### INSTRUCTIONS TO FOLLOW
Please find every line below that contains the word "harbour" and copy each of those lines out in full.

### DATA TO USE
◆ ◆ ◆ ◆

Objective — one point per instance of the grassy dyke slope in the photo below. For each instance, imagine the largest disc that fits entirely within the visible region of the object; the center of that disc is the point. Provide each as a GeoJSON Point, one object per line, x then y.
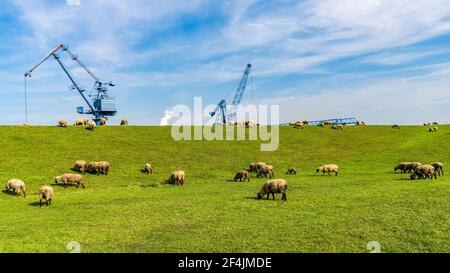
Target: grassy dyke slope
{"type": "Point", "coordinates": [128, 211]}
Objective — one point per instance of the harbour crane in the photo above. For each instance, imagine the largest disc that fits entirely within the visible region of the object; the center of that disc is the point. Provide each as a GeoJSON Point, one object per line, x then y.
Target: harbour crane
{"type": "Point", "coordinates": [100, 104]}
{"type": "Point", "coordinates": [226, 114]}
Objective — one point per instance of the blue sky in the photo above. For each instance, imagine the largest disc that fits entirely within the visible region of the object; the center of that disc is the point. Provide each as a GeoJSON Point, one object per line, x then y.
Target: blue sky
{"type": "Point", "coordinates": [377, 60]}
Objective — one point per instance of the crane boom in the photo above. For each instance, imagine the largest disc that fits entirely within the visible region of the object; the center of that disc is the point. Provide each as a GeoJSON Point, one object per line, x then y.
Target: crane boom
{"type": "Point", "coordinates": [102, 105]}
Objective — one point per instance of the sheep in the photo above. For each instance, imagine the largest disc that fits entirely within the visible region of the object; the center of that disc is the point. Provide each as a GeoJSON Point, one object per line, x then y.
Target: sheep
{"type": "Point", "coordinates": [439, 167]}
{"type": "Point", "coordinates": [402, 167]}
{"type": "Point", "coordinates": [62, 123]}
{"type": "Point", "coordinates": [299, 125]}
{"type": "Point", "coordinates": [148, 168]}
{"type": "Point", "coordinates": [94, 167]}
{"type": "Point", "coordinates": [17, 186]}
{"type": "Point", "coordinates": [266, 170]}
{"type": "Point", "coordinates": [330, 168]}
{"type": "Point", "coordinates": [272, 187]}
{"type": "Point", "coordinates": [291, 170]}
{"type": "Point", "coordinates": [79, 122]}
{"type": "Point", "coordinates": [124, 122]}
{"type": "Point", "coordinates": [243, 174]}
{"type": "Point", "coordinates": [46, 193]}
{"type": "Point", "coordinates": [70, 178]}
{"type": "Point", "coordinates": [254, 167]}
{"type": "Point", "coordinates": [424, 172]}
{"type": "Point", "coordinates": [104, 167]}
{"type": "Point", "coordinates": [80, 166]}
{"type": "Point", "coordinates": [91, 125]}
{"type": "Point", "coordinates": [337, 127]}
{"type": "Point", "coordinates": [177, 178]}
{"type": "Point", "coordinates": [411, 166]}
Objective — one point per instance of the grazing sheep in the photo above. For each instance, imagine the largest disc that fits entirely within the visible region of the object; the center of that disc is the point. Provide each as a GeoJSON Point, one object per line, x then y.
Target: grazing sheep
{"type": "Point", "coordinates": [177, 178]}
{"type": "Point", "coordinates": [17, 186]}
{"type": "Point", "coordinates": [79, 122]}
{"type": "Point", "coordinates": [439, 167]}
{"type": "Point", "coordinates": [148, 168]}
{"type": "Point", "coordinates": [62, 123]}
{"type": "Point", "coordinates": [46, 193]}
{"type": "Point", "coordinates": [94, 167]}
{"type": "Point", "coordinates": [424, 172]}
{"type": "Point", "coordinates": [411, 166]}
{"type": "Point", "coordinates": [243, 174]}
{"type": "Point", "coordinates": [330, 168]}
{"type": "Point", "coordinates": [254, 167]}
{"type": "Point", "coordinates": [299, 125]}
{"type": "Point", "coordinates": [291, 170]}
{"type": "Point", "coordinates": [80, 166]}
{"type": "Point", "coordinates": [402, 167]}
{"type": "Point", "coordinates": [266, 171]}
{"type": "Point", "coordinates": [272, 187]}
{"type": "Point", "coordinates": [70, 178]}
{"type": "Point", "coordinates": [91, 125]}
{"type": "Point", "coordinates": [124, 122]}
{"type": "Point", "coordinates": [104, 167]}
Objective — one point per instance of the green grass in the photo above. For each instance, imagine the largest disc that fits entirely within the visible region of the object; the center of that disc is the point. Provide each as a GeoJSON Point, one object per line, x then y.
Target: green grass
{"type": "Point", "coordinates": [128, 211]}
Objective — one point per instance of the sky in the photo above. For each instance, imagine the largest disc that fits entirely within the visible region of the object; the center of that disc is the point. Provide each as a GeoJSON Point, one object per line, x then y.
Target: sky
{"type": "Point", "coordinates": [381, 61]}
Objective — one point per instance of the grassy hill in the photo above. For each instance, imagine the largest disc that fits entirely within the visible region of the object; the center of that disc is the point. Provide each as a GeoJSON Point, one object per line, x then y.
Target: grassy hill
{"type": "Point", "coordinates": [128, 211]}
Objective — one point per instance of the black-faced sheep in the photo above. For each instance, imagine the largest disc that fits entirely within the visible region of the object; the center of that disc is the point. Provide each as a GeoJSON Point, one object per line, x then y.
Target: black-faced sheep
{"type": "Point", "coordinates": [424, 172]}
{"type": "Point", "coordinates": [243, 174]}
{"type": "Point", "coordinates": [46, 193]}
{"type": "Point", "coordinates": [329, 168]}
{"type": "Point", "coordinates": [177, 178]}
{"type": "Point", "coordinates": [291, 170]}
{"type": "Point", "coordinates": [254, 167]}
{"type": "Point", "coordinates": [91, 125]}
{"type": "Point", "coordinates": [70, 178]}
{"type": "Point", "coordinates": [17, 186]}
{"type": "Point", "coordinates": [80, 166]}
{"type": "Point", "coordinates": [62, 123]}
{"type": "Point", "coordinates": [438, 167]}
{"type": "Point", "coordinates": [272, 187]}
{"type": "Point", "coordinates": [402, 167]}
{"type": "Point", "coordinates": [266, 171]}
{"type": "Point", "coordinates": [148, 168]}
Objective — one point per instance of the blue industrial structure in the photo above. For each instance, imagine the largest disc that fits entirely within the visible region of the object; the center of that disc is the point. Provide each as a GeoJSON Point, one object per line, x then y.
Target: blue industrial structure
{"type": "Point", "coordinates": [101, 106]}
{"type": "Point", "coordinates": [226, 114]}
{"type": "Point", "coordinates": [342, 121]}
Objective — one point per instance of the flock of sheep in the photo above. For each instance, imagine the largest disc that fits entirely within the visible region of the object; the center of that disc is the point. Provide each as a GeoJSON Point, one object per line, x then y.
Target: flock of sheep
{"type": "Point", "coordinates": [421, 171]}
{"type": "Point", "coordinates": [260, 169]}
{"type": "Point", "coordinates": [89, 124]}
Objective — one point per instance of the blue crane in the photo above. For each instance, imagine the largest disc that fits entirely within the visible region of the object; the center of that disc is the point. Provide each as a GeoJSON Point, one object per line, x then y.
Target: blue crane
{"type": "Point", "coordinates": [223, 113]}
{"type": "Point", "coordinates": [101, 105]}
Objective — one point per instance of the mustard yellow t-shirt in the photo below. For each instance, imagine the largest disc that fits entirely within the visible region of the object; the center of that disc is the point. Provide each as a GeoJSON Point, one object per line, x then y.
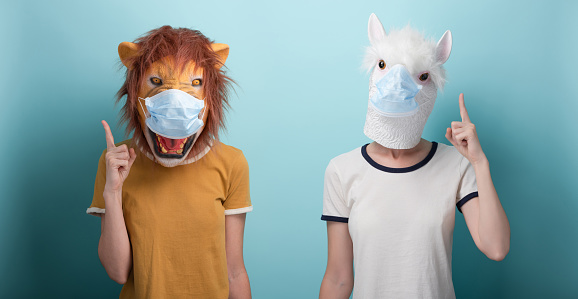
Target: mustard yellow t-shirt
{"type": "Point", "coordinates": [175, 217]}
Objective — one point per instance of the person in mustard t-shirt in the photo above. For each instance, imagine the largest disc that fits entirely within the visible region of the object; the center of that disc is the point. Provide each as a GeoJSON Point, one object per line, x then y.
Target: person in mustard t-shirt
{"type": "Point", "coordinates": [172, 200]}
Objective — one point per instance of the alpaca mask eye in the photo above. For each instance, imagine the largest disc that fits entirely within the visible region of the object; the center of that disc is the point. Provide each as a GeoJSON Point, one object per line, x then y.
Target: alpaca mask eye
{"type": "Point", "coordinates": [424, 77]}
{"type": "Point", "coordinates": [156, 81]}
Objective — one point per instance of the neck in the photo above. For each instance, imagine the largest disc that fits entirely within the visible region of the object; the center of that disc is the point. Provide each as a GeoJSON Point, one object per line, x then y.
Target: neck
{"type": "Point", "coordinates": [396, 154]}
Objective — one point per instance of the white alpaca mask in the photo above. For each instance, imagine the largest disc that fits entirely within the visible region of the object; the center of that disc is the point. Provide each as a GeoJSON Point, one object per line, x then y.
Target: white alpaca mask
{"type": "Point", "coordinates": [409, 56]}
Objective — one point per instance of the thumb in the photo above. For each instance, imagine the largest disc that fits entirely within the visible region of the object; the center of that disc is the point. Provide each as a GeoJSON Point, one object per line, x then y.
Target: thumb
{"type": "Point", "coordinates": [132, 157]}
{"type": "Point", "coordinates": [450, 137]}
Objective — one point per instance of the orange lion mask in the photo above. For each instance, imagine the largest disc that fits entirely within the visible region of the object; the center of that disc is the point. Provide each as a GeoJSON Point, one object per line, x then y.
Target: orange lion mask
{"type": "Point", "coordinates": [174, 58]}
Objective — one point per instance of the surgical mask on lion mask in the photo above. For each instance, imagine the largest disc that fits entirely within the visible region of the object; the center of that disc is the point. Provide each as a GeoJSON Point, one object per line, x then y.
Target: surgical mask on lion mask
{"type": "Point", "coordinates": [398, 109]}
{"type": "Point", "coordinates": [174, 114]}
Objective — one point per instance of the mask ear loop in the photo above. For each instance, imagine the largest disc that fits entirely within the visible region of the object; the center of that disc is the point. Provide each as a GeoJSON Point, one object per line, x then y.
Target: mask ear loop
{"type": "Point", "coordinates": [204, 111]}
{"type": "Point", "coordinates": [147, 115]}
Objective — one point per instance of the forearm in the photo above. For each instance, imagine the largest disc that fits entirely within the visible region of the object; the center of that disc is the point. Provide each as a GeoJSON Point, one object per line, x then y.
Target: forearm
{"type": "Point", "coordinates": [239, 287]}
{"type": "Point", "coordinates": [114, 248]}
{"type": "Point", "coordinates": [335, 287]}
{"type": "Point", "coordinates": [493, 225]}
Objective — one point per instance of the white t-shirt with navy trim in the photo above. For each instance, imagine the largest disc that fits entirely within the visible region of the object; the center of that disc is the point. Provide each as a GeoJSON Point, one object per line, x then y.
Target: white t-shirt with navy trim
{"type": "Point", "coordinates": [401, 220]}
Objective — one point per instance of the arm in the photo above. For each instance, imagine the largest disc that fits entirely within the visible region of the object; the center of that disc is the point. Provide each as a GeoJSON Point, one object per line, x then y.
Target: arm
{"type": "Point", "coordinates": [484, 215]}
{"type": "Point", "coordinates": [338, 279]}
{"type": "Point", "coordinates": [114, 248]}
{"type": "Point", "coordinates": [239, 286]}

◆ ◆ ◆ ◆

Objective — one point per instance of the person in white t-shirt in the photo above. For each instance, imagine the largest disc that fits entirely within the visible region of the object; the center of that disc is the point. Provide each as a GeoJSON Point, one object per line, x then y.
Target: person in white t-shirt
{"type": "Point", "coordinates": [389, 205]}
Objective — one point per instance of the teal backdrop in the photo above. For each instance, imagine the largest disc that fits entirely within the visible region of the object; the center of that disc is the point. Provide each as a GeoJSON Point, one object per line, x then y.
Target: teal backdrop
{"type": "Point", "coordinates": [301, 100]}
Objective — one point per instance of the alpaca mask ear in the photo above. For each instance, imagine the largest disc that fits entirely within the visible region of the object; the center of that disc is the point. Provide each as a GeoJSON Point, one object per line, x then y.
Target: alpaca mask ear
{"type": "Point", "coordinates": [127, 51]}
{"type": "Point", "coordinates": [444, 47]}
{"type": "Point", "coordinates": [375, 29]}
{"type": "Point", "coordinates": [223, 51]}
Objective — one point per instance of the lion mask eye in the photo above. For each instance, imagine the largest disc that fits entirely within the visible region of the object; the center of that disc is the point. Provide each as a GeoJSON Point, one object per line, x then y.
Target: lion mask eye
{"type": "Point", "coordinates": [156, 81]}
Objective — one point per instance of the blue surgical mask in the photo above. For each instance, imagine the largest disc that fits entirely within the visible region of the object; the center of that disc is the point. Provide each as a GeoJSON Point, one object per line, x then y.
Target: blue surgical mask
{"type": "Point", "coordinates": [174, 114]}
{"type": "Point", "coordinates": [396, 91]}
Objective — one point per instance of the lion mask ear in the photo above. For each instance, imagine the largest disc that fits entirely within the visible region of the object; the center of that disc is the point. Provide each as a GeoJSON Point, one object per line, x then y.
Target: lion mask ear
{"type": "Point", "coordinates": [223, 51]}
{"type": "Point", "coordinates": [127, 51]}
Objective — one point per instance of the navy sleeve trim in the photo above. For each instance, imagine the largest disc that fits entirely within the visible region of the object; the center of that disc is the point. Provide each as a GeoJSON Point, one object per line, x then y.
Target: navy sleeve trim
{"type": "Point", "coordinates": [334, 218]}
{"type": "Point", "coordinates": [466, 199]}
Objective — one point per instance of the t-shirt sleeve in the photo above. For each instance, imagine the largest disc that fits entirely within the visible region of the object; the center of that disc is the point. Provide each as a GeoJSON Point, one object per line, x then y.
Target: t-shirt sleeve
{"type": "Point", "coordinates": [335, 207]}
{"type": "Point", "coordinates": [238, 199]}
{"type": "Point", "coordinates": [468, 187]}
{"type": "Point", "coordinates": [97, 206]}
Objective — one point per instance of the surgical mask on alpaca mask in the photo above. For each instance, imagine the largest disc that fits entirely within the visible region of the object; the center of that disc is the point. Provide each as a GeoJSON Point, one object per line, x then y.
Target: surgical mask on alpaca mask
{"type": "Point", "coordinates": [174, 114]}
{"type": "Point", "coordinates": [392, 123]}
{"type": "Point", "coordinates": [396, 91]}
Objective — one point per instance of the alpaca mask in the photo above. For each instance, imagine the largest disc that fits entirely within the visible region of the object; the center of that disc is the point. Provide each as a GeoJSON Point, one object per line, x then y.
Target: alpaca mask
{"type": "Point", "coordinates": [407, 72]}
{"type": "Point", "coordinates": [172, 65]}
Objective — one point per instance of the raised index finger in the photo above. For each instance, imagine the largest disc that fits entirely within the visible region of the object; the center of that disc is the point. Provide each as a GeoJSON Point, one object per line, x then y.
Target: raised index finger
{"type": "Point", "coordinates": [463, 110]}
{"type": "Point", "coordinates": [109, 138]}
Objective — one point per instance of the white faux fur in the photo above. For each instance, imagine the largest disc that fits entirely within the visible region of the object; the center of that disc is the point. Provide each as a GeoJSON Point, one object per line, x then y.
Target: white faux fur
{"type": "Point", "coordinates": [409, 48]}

◆ ◆ ◆ ◆

### COMPLETE RESPONSE
Objective — one point per instance of the harbour crane in the photo above. For each instance, imagine the largest disc that fits entirely within the visible region of the object; the center of that disc is the point. Provide each as a GeoJSON Point, one object per line, x then y.
Target: harbour crane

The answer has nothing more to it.